_Task directions_
Copy the rows below word for word, starting at the line that contains "form: [264, 62]." and continuing through the final line of the rows, with both of those lines included.

Location identification items:
+++

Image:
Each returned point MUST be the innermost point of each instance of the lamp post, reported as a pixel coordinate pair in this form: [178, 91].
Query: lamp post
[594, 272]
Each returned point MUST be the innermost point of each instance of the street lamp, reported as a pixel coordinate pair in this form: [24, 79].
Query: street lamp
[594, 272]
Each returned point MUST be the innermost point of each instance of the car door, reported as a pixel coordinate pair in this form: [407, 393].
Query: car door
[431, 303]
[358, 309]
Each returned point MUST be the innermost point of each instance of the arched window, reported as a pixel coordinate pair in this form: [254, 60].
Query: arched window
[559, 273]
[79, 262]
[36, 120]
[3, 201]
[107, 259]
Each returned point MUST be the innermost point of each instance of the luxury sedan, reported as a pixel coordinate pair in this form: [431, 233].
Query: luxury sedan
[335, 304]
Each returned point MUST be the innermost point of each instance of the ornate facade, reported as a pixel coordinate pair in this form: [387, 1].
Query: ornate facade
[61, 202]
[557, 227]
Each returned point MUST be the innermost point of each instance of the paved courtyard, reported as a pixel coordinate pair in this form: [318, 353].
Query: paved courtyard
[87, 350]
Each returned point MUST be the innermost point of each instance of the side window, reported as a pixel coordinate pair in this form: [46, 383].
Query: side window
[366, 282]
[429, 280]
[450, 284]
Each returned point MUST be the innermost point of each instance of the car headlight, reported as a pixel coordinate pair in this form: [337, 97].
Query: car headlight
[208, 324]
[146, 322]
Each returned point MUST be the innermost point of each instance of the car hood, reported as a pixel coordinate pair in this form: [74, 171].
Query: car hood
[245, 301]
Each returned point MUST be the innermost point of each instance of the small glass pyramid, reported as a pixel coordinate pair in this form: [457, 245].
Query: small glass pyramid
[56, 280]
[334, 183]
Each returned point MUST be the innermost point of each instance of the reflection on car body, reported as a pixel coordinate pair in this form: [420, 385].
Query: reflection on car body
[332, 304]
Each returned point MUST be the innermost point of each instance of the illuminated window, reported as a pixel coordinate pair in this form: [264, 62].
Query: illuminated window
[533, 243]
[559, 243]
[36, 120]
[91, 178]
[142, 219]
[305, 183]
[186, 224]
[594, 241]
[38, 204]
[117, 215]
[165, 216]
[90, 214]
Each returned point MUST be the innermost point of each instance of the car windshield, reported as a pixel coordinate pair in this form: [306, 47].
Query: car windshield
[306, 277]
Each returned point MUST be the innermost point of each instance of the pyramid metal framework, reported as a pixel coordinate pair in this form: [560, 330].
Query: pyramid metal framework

+++

_Task response_
Each returned point MUST be the innermost point of each instance of the illuminated window, reported as a pixel coordinate pair in this form: [264, 62].
Query: illuminated window
[533, 243]
[559, 243]
[36, 120]
[91, 178]
[142, 219]
[305, 183]
[186, 224]
[594, 241]
[38, 204]
[117, 215]
[165, 216]
[90, 214]
Each returned point MUST be the innermost point of each instance of the car windshield, reported as a pixel coordinate pair in this form: [306, 47].
Query: car windshield
[306, 277]
Each returned point MUST be the innermost point of each instance of the pyramid metal framework, reported as a pixel coordinate pair in this form: [560, 330].
Query: pyramid metal framework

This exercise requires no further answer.